# DOCUMENT PASSAGE:
## start
Hearts of Darkness: Pt 2

in #blackholes7 years ago (edited)

So a black hole has incredible density, alright then. What happens when something falls into one?

Nothing tranquil for sure. In fact, the result of stars being swallowed up by a black hole creates one of the most violent reactions in the universe. The massive friction between the matter orbiting the mass creates heat that is near incomprehensible. And luminosity that puts not just stars, but galaxies the shame.

Although it should be said that such objects cannot exist without the presence of a galaxy. In fact, they only form in particular galaxies, ones which contain what are referred to as, "Active galactic nuclei". These are galactic centers that are, well, active.
Meaning it contains a lot of stars in a tight central area. Such stars are eaten up by the galaxy's central black holes. And as this happens we get a disk of material spiraling to its doom with its own name. A Quasar.

Many black holes, and even neutron stars, have accretion disks, disks of material being pulled into the main body. But only when they shine with brilliant glow due to the presence of a larger quantity of material do they become proper quasars.

These objects tend to just outstretch from the event horizon, meaning they don't end up much wider than it. Which for some black holes could mean being planet sized. But the supper massive black holes at the center of galaxies are much larger than that. Their event horizons can be equal in diameter to that of the sun, and beyond.

But the quasar's diameter doesn't end their reach. The black hole, with a not totally understood process. Shoots material outwards in powerful jets going in two opposing directions. These jets travel for some considerable distance, as in, several light years, stretching away from the galaxy they reside in. And nearest to the black hole, can reach temperatures of, grab your armrest, Ten Trillion degrees. Kelvin, that is.

There is no perspective on this one, there is nothing to compare this to that even puts in into any remote field of understanding.

The core of the sun is around say, 15 million kelvin. The initial temperature in a supernova can be as high as 100 million kelvin. And for about 0.00014 nano seconds, the hadron-collider in Switzerland made a single particle heat to about 5.4 trillion degrees kelvin.

Quasars are continually staying 10 trillion degrees for millennia, or even millions of years.


Unrivaled, the most powerful objects in the universe.

So enough about quasars, and onto another idea, what would happen if you fell into one of these light prisons yourself?

Well, it depends.
## end
# EXERCISE:
In the post on black holes and quasars, what is the approximate temperature given for the core of the sun?

# PROVIDED MATERIAL:
## start
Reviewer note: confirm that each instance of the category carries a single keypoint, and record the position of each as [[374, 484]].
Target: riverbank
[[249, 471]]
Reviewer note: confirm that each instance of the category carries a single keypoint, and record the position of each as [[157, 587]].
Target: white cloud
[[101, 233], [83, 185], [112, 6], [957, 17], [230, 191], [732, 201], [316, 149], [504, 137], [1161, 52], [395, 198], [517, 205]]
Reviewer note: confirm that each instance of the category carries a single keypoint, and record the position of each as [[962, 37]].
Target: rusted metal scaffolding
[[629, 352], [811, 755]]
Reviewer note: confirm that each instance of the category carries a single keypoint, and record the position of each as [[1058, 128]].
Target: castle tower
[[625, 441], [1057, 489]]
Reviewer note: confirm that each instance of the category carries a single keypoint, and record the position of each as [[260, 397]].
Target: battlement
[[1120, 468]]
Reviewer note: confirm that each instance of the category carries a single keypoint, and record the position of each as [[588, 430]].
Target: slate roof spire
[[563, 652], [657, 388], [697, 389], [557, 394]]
## end
# EXERCISE RESULT:
Around 15 million kelvin.